### TASK STATEMENT
Rewrite the lines below, replacing "partially occluded instances" with "partly hidden instances" everywhere and keeping everything else the same. Don't include the pictures.

### RECORDS FOR THIS EXERCISE
***

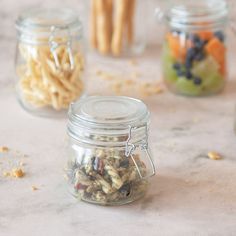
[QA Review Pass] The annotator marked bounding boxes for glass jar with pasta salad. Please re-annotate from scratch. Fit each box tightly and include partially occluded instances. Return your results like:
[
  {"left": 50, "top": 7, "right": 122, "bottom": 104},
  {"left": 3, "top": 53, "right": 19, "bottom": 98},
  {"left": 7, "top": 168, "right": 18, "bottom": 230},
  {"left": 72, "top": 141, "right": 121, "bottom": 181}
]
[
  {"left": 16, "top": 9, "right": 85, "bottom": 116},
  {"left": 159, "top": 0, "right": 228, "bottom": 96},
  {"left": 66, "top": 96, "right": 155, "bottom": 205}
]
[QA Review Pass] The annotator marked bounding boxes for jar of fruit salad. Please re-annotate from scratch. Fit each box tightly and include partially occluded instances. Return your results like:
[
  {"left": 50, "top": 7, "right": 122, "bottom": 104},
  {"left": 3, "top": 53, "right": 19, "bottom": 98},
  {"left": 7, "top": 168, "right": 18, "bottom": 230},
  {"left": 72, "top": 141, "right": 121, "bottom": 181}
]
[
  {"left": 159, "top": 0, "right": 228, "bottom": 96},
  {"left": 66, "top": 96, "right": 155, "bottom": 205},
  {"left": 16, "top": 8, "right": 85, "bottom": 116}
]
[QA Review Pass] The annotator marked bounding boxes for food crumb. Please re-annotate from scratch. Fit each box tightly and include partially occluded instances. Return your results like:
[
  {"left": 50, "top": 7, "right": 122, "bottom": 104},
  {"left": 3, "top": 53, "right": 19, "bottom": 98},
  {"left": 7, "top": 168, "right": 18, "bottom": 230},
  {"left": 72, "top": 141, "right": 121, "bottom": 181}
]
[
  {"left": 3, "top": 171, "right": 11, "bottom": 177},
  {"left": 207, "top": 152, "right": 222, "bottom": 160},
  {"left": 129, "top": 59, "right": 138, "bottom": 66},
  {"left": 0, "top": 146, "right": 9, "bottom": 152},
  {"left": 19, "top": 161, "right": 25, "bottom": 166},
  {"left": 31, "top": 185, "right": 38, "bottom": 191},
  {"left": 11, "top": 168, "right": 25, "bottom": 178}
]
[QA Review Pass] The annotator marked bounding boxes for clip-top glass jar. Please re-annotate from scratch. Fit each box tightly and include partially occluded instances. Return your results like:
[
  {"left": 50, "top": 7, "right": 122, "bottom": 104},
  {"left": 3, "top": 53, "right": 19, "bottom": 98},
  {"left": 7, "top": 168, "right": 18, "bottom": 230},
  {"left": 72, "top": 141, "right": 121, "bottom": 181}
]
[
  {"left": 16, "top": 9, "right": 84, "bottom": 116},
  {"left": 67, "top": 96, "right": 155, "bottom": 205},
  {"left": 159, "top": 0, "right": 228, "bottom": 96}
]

***

### EXERCISE OUTPUT
[QA Review Pass] The annotator marked bounding boxes for glass jar with pasta salad. Please re-annotate from scratch. Fit each box tightly and include partly hidden instances. Return your results like:
[
  {"left": 50, "top": 7, "right": 122, "bottom": 104},
  {"left": 3, "top": 53, "right": 19, "bottom": 98},
  {"left": 7, "top": 168, "right": 18, "bottom": 230},
  {"left": 72, "top": 141, "right": 121, "bottom": 181}
]
[
  {"left": 16, "top": 9, "right": 85, "bottom": 116},
  {"left": 159, "top": 0, "right": 228, "bottom": 96},
  {"left": 66, "top": 96, "right": 155, "bottom": 205}
]
[QA Review Pass] The annotator marked bounding boxes for jar of fruit salad. Please re-annotate from scratch. Fit each box tightly and include partly hidden instances. Return your results like:
[
  {"left": 50, "top": 7, "right": 122, "bottom": 104},
  {"left": 3, "top": 53, "right": 19, "bottom": 98},
  {"left": 7, "top": 168, "right": 18, "bottom": 230},
  {"left": 72, "top": 141, "right": 121, "bottom": 181}
]
[
  {"left": 159, "top": 0, "right": 228, "bottom": 96},
  {"left": 66, "top": 96, "right": 155, "bottom": 205},
  {"left": 16, "top": 8, "right": 85, "bottom": 116}
]
[QA Review Pass] The annotator marked bounding boxes for food crumb. Please re-annotate from scratch. Fit each box tightly and include partly hidden instances. Return your results like:
[
  {"left": 50, "top": 7, "right": 122, "bottom": 104},
  {"left": 3, "top": 53, "right": 19, "bottom": 98},
  {"left": 7, "top": 168, "right": 18, "bottom": 230},
  {"left": 72, "top": 141, "right": 121, "bottom": 181}
]
[
  {"left": 3, "top": 171, "right": 11, "bottom": 177},
  {"left": 207, "top": 152, "right": 222, "bottom": 160},
  {"left": 129, "top": 59, "right": 138, "bottom": 66},
  {"left": 0, "top": 146, "right": 9, "bottom": 152},
  {"left": 19, "top": 161, "right": 25, "bottom": 166},
  {"left": 31, "top": 185, "right": 38, "bottom": 191},
  {"left": 11, "top": 168, "right": 25, "bottom": 178}
]
[QA Review Pass] The annotator marked bounding boxes for clip-top glass jar. Please re-annotate from scratch. Fit each box tightly and include partly hidden instances. Return your results like:
[
  {"left": 50, "top": 7, "right": 122, "bottom": 104},
  {"left": 3, "top": 53, "right": 19, "bottom": 98},
  {"left": 7, "top": 168, "right": 18, "bottom": 230},
  {"left": 72, "top": 141, "right": 121, "bottom": 181}
]
[
  {"left": 16, "top": 9, "right": 84, "bottom": 116},
  {"left": 67, "top": 96, "right": 155, "bottom": 205},
  {"left": 159, "top": 0, "right": 228, "bottom": 96}
]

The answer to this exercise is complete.